## WRITTEN INSTRUCTION 1
List every street address with a house number that appears in the news article about security cameras in Danville public housing.
## WRITTEN INSTRUCTION 2
Translate this sentence from the news article about security cameras in Danville public housing into Spanish: "I think the cameras would be the best deterrent," he said.
## WRITTEN INSTRUCTION 3
Write a continuation of the news article about security cameras in Danville public housing, starting after its final sentence.
START DOCUMENT
Residents want cameras, fencing to deter crime
DANVILLE — In the six years that Arthur Davis Jr. has lived in public housing at Mer Che Manor apartments, he has seen nonresidents loitering inside the multistory building and on the grounds, causing problems, even selling drugs.
But the Danville Housing Authority installed security cameras earlier this year in the hallways on each floor of the apartment building at 723 Oak St., as well as in the lobby and other areas. Davis said it's better now, because the video cameras are deterring nonresidents from coming into the building or onto the property.
"I feel safer," said Davis, 65, who added that there are a lot of senior citizens who live in the building, and he's heard from many fellow residents who also feel safer.
The housing authority also put security cameras at Churchill Towers, 101 E. Seminary St., which is, like Mer Che, a multistory apartment building with several residences on each floor that are accessible only through a main entrance.
Greg Hilleary, executive director of the housing authority, and Danville Public Safety Director Larry Thomason both agree that the cameras have cut down on the police calls at both buildings.
Community members are calling for the same to be done at the Fair Oaks public housing complex at 1607 Clyman Lane, where the majority of the city's public housing is located. Fair Oaks is more than 300 townhouse-style apartments grouped together in rows that cover most of a 40-acre property.
Thomas Miller, pastor at New Life Church of Faith, 1419 N. Bowman Ave., said he and other ministers in the city have concerns about safety for residents and their children at Fair Oaks.
Earlier this year, Miller spearheaded some neighborhood marches against violence following a rash of shootings in the city, including a fatal July shooting of a 35-year-old Chicago man who was found on Fair Oaks property in a grassy area between the public housing complexes and Moore Street, a residential street immediately east of Fair Oaks that is all privately-owned residences or rental houses. The victim was not a resident of Fair Oaks, and, according to police and housing authority officials, was likely cutting between the Moore Street area and Fair Oaks apartments.
Following that rash of violence, which prompted the city to use overtime to put more police on the streets for several weeks, Miller attended housing authority board meetings to push for security cameras at Fair Oaks. Miller said there are 600 children who live in Fair Oaks, and 90 percent of the lease holders are single mothers. He said the security issue is not the residents but outside interference from people who don't live there.
"We definitely want protection for the residents of Fair Oaks as much as possible," he said.
Miller said he and other concerned citizens want the housing authority to pursue every possible funding for security cameras, even if the agency can only afford initially installing them in a portion of the sprawling complex.
"I think the cameras would be the best deterrent," he said.
END DOCUMENT
START DATA ROWS
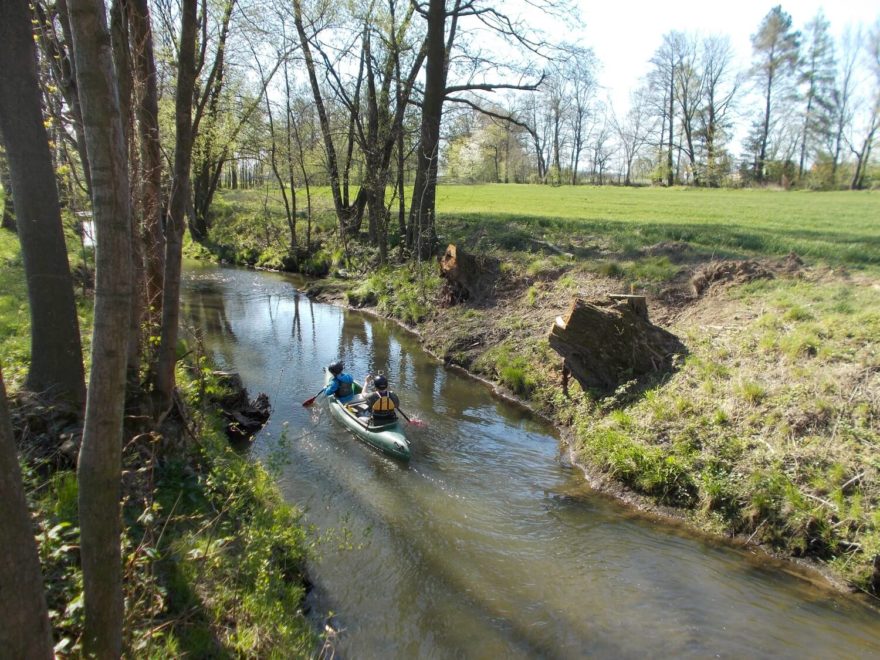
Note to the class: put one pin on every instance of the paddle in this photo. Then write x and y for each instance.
(418, 423)
(309, 402)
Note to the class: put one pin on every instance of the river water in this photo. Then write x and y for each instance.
(489, 544)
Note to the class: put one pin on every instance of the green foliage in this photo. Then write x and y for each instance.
(408, 294)
(646, 469)
(752, 392)
(317, 265)
(831, 226)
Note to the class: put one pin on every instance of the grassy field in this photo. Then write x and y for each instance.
(836, 227)
(588, 221)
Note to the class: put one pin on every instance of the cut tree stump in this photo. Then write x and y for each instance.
(606, 343)
(468, 277)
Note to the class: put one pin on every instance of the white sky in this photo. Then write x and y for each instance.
(625, 33)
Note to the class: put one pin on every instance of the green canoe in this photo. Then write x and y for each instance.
(387, 438)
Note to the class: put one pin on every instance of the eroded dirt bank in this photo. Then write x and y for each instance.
(767, 431)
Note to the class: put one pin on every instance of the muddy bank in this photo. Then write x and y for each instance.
(703, 305)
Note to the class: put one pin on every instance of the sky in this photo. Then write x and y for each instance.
(625, 33)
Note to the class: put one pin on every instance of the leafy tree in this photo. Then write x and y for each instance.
(100, 460)
(56, 353)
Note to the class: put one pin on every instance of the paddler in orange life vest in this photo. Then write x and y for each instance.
(341, 385)
(382, 403)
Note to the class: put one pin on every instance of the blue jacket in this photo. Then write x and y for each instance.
(341, 384)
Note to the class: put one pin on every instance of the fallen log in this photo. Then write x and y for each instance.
(468, 277)
(605, 343)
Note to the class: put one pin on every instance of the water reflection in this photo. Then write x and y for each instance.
(487, 544)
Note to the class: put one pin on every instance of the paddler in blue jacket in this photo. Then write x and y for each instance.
(341, 385)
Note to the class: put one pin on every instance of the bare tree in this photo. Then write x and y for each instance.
(720, 87)
(688, 91)
(843, 97)
(634, 131)
(580, 71)
(440, 59)
(662, 81)
(163, 376)
(56, 352)
(861, 148)
(99, 467)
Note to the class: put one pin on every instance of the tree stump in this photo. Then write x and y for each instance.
(469, 277)
(608, 342)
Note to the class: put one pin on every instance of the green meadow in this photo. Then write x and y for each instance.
(837, 227)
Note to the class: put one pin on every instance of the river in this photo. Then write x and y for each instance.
(489, 544)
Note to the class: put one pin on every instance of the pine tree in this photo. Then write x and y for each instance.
(817, 78)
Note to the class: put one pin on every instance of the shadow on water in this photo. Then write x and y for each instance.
(488, 544)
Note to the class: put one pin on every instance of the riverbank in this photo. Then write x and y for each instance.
(767, 430)
(767, 433)
(213, 556)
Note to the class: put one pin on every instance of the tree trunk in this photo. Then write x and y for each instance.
(765, 130)
(99, 468)
(120, 40)
(26, 631)
(421, 234)
(164, 381)
(7, 220)
(56, 352)
(670, 180)
(147, 110)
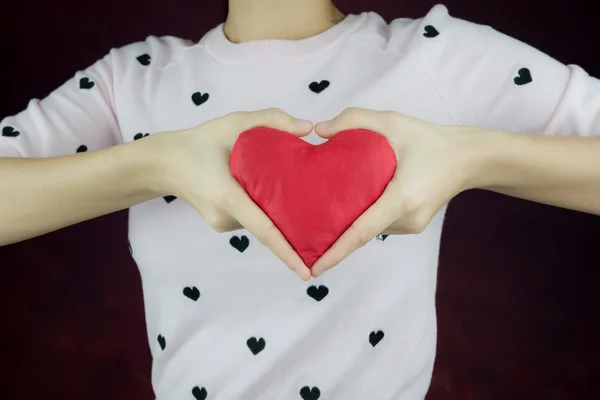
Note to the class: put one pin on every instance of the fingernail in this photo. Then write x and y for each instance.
(303, 123)
(323, 126)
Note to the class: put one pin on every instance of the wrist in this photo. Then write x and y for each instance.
(488, 156)
(496, 156)
(146, 161)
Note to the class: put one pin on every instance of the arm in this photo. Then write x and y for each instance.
(41, 195)
(62, 160)
(559, 171)
(489, 80)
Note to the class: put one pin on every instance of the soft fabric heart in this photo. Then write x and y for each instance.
(312, 193)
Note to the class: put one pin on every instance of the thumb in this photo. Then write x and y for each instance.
(274, 118)
(355, 118)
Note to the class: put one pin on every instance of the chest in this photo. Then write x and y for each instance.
(167, 234)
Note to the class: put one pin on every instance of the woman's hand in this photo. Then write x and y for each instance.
(195, 165)
(434, 164)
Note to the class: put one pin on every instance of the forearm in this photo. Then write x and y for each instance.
(560, 171)
(44, 194)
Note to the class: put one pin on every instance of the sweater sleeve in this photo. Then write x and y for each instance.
(486, 78)
(78, 116)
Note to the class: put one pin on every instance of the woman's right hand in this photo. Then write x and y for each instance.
(195, 167)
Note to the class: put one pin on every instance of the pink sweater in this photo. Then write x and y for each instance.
(225, 319)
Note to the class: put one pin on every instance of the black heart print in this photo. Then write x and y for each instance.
(169, 198)
(9, 131)
(430, 32)
(199, 393)
(192, 293)
(199, 98)
(140, 135)
(256, 346)
(317, 293)
(240, 244)
(524, 77)
(382, 237)
(162, 342)
(318, 87)
(375, 337)
(144, 59)
(310, 394)
(85, 83)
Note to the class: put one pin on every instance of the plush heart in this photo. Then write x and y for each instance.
(312, 193)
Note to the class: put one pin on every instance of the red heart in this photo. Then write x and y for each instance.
(312, 193)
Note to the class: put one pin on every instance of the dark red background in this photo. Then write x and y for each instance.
(519, 283)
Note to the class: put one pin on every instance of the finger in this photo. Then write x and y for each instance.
(250, 216)
(370, 224)
(271, 117)
(354, 117)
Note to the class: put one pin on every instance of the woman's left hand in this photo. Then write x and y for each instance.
(433, 164)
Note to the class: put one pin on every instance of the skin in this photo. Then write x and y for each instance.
(438, 162)
(38, 196)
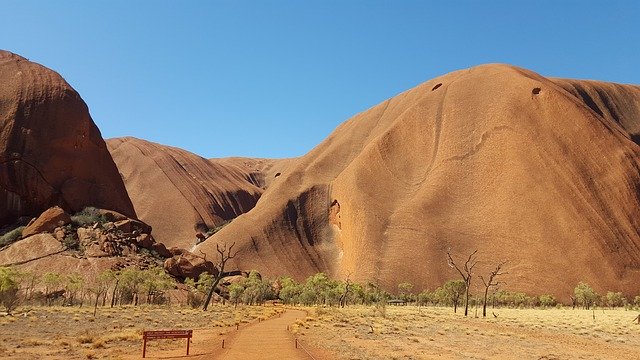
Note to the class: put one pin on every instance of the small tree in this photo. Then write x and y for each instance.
(224, 254)
(52, 282)
(465, 273)
(451, 292)
(290, 290)
(585, 295)
(345, 293)
(131, 281)
(156, 280)
(547, 300)
(489, 282)
(74, 284)
(98, 288)
(405, 291)
(615, 299)
(9, 288)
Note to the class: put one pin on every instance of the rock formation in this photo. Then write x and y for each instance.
(541, 172)
(51, 152)
(181, 194)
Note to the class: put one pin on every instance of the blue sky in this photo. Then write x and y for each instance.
(274, 78)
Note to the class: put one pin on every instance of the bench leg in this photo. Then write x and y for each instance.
(144, 347)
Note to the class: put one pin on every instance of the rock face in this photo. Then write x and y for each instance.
(181, 194)
(541, 172)
(51, 152)
(47, 222)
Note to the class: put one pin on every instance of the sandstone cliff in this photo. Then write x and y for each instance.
(541, 172)
(180, 194)
(51, 152)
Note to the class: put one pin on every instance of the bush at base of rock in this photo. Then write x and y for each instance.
(11, 236)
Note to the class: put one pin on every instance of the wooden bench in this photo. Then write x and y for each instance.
(165, 334)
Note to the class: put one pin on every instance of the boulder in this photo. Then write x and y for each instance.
(145, 241)
(131, 226)
(188, 265)
(51, 152)
(48, 221)
(161, 250)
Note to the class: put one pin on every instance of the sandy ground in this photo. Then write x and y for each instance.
(268, 332)
(266, 340)
(438, 333)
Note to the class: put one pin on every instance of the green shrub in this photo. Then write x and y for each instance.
(71, 242)
(88, 216)
(11, 236)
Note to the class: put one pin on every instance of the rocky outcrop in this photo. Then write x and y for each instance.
(51, 152)
(181, 194)
(541, 172)
(185, 264)
(48, 221)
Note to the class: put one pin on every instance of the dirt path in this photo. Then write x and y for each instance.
(266, 340)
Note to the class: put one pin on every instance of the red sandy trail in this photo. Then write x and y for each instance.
(265, 340)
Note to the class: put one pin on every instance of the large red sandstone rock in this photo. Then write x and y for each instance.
(51, 152)
(48, 221)
(181, 194)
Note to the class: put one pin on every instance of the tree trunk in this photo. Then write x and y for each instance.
(95, 306)
(466, 300)
(210, 294)
(113, 294)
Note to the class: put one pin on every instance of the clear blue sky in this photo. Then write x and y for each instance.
(274, 78)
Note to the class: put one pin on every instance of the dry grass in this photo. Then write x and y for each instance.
(74, 333)
(428, 332)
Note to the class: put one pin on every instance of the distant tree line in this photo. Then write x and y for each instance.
(132, 286)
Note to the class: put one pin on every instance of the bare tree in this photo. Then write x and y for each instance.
(465, 273)
(489, 283)
(345, 294)
(224, 254)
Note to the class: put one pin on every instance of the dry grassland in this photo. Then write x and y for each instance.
(437, 333)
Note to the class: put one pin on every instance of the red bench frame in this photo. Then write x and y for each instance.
(165, 334)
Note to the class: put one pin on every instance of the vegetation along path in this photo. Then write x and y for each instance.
(265, 340)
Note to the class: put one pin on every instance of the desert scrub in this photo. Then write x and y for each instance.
(88, 216)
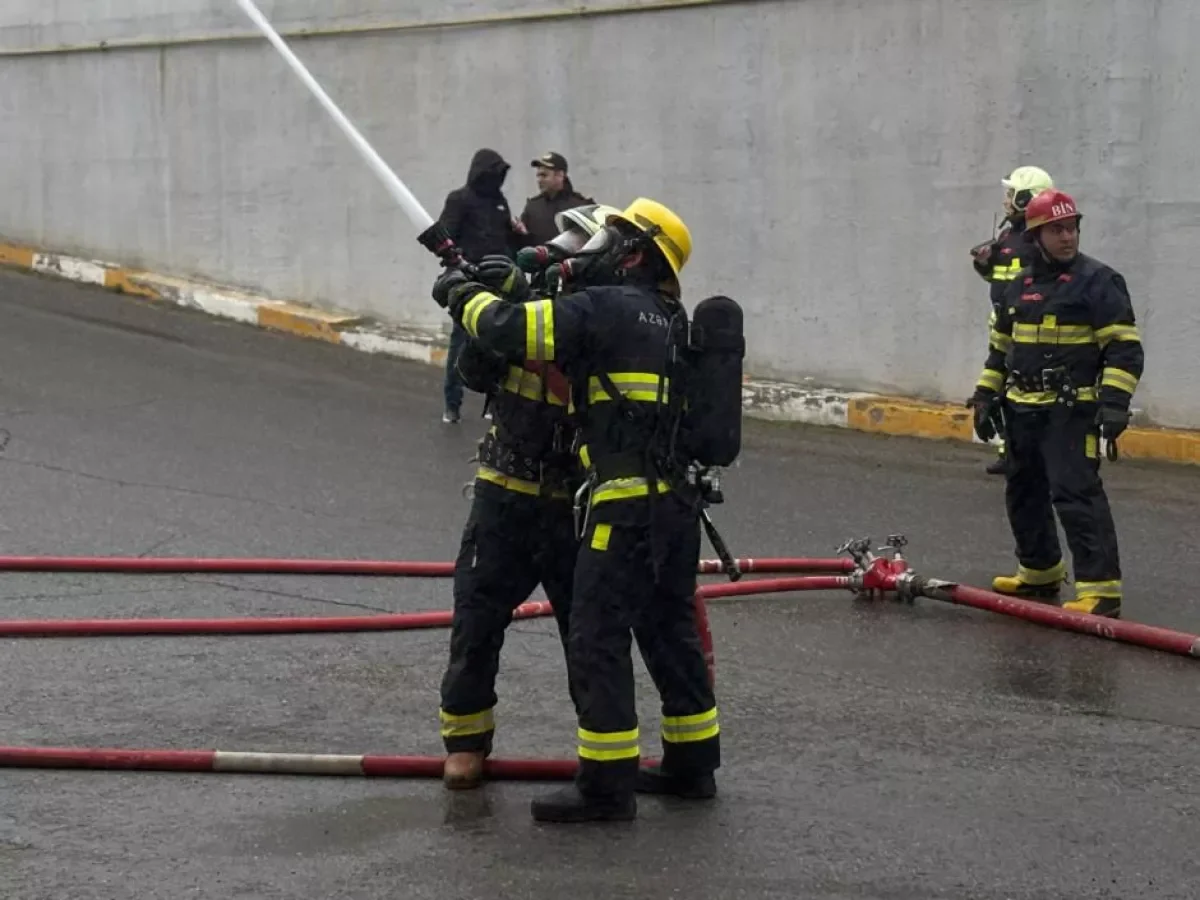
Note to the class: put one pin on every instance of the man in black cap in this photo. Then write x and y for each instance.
(557, 196)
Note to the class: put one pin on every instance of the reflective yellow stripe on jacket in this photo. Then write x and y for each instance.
(634, 385)
(1085, 395)
(474, 309)
(529, 385)
(625, 489)
(1053, 334)
(1007, 273)
(540, 330)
END DATA ROWS
## TASK RESULT 1
723 Oak St.
101 E. Seminary St.
1607 Clyman Lane
1419 N. Bowman Ave.

## TASK RESULT 2
"Creo que las cámaras serían el mejor elemento disuasorio", dijo él.

## TASK RESULT 3
Hilleary and Thomason both agree that cameras would be helpful in various ways, but Hilleary said the housing authority does not have additional dollars in its budget for cameras at Fair Oaks. He said it would likely be very expensive to buy and install enough cameras to cover the acreage in the entire complex, but Hilleary has asked a local business, which put cameras at Mer Che and Churchill, to give him a price quote for Fair Oaks. At Mer Che, 41 cameras were installed at a cost of $40,000, and the Fair Oaks complex would require at least three times that number, according to housing authority officials.
The U.S. Department of Housing and Urban Development has grants for security, but those dollars are in high demand at housing authorities across the country. Hilleary said HUD has distributed money twice recently, and the Danville Housing Authority applied both times, but the number of agencies requesting the funds far surpassed the amount available. And Danville's request was not met.
Two agencies in Illinois were awarded the funding, including the Quincy Housing Authority, which will use its $242,500 to purchase and install a video camera surveillance system at the Indian Hills development, and the Pope County Housing Authority, which will also use its $175,000 to purchase and install video cameras and upgrade exterior lighting at three of its housing developments.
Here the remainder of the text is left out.